* **Material supplied**:
------------------------------------------------------------------------

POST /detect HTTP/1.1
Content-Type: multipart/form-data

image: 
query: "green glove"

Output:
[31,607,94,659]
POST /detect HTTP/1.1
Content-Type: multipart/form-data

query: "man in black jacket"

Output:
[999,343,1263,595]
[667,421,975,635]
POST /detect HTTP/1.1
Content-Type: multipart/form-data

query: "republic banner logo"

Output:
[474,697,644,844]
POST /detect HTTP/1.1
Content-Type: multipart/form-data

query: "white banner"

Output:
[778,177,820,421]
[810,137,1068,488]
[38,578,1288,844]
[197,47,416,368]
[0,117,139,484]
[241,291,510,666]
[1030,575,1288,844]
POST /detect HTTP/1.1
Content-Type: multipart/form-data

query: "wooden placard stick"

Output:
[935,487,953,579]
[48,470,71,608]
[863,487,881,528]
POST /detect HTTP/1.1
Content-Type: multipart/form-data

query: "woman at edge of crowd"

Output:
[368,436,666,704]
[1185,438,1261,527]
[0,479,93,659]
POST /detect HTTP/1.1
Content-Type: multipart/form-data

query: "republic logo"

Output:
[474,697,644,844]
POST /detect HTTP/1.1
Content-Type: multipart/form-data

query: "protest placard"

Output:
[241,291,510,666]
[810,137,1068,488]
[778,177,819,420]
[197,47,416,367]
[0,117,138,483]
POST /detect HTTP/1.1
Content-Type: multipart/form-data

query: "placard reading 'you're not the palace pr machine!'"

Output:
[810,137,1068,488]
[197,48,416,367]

------------------------------------------------------------------------

* **Task brief**:
Please copy every item above line for line, without changing a single character.

* **Solved problem**:
POST /detect HTTP/1.1
Content-Type: multipart/form-data

image: 
query: "green glove"

Output:
[31,607,94,659]
POST /detect HTTP/1.1
Content-Type: multipart/form-data

query: "man in black jacket"

Output:
[999,343,1263,595]
[667,421,975,635]
POST /detect HTTP/1.1
Content-Type: multipart/form-data

query: "republic banner logo"

Output:
[474,697,644,844]
POST /detect HTTP/1.1
Content-Type: multipart/form-data

query: "white banner"

Output:
[778,177,820,421]
[810,137,1068,488]
[38,578,1288,844]
[197,47,416,368]
[0,117,139,484]
[241,291,510,666]
[1030,575,1288,844]
POST /detect HTTP/1.1
Content-Type: multipart/form-data

query: "wooden placard stick"

Output:
[935,487,953,579]
[48,470,71,608]
[863,487,881,528]
POST /detect HTTP/1.1
Content-Type: multipart/form-data

query: "woman at edge of crowd"

Output:
[368,436,666,704]
[1185,438,1261,527]
[0,479,93,659]
POST /detect HTTP/1.1
Content-Type: multipart/form-data

query: "republic logo"

Output:
[474,697,644,844]
POST /detect HTTP/1.1
Content-Type: multipart/form-data

query: "protest placard"

Output:
[241,291,510,666]
[810,137,1068,488]
[778,177,819,420]
[197,47,416,367]
[0,117,138,483]
POST /detect HTTP/1.1
Content-Type: multipart/form-data

query: "placard reading 'you're not the palace pr machine!'"

Output:
[810,137,1068,488]
[197,48,416,367]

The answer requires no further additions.